Or 11, 12 or whatever.
Frank Matich, his creations and his band of merry men are amongst my favourite and most admired of Australian racers.
So why not do something with some of the photographs recently published by Australian Muscle Car magazine, I occasionally write for them after-all. Check out all of the shots here https://www.musclecarmag.com.au/gallery/manufacturer-monday-matich-610582 and subscribe while you are at it!
One of FM’s finest moments (above) was his victory in the November 21, 1971 Australian Grand Prix at Warwick Farm aboard the brand-spanking-new Matich A50 Repco-Holden F5000 (001/002) built just across town in Sydney, at Brookvale on the northern beaches.
This win is covered in this feature on all of the Matich F5000s: https://primotipo.com/2015/09/11/frank-matich-matich-f5000-cars-etcetera/



The three A50s built were raced with great success from 1971-73 by FM and by Adelaide’s John Walker (004) who used their machines in Gold Star, Tasman Cup, and in JW’s case the 1973 US L&M Championship. Roy Woods bought (A50-003) one, on Carroll Smith’s recommendation, for George Follmer to race in the 1972 US L&M fitted with Al Bartz prepared Boss Ford engines. That program was interrupted by an early season crash and George’s appointment as driver of Team Penske’s Can-Am Porsche 917/10 after Mark Donohue’s bad Road Atlanta accident in July.

Records supplied:
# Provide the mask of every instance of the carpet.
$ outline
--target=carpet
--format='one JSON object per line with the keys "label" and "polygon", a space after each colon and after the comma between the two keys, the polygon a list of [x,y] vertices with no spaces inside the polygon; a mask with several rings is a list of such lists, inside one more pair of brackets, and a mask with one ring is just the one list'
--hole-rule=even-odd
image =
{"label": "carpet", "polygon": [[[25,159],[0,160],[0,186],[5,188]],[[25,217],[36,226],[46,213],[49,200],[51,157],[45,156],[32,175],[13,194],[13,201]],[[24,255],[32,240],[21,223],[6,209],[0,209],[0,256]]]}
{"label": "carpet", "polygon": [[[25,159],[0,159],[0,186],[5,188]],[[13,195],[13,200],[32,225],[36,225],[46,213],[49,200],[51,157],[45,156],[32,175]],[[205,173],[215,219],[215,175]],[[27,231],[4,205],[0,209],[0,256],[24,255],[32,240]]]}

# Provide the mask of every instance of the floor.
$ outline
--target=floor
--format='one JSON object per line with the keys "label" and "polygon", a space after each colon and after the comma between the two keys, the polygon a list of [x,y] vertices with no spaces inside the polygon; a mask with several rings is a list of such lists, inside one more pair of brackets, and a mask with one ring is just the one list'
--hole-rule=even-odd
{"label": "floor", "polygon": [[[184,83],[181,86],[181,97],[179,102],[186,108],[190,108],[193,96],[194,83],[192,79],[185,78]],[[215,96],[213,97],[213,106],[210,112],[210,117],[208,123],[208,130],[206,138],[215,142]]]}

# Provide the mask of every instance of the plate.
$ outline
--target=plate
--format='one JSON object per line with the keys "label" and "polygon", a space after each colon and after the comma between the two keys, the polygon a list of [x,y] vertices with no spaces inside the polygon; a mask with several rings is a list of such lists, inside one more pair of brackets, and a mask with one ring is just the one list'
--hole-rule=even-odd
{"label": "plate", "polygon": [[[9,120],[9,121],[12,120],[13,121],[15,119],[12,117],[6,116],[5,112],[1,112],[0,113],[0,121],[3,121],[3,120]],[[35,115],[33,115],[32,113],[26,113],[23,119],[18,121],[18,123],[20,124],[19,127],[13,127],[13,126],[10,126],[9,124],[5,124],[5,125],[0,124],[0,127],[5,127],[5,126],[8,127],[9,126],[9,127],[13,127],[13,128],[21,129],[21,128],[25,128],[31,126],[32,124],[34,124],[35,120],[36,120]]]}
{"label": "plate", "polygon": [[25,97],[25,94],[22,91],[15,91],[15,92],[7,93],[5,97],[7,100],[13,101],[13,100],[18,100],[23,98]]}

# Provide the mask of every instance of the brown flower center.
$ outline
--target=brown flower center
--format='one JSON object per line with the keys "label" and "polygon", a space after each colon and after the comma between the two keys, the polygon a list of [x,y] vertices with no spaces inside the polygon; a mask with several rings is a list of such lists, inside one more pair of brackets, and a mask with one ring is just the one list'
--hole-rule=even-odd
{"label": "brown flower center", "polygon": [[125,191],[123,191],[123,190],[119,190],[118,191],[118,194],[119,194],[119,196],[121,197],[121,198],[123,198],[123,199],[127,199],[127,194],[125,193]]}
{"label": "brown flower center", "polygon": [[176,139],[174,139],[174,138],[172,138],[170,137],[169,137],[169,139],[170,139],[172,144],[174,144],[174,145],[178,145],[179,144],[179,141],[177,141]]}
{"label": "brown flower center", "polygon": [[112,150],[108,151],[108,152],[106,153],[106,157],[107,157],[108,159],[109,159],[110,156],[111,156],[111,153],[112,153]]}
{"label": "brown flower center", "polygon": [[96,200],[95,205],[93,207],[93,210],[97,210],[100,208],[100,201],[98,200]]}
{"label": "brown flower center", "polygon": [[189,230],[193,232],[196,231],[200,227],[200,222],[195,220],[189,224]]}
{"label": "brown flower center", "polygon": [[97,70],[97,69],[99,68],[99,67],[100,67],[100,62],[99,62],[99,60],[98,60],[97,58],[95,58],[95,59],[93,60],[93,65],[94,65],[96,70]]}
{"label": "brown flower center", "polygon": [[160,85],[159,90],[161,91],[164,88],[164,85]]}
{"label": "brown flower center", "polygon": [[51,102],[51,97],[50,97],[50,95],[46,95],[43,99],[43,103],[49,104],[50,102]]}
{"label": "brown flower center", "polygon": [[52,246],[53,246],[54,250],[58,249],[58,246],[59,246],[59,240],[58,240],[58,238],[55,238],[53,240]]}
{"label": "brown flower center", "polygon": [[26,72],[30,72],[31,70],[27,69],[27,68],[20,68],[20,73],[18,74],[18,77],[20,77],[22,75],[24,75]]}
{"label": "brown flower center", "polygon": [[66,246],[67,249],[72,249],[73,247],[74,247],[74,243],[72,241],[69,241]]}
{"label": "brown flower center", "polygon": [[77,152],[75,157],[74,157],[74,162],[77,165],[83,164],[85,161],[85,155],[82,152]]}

Challenge A:
In the text about Frank Matich, where was the Matich A50 Repco-Holden F5000 built?
Challenge B:
Write the next paragraph of the text about Frank Matich and his cars, picking up after its final sentence.

Task result A:
At Brookvale, on Sydney's northern beaches.

Task result B:
Of course, Matich’s plan to take on the Americans was hatched via his sportscar program. The shot above shows FM at Sandown during the 1967 Tasman round weekend aboard his new spaceframe-chassis SR3 Oldsmobile V8.
Behind him is Niel Allen in FM’s year old Elfin 400 Oldsmobile upon which the design of the SR3 was based. Some say the frame, fabricated by Bob Britton at Rennmax Engineering, was a tube-for-tube replica, with a few extra thrown in to strengthen areas Matich felt lacked torsional rigidity in Garrie Cooper’s Elfin design, four of which were built.
By the time Matich and his small team left Sydney to contest the 1967 Can-Am Cup he had sold the car above, SR3-1 to Marvin Webster, and another, SR3-2, to Kent Price, both Californians. Matich raced Price’s car at Road America and Elkhart Lake, and his own car SR3-3 for the rest of the series. SR3-2 and SR3-3 were fitted with 4.4-litre Repco-Brabham 620 V8s (SOHC, two-valve, fuel-injected).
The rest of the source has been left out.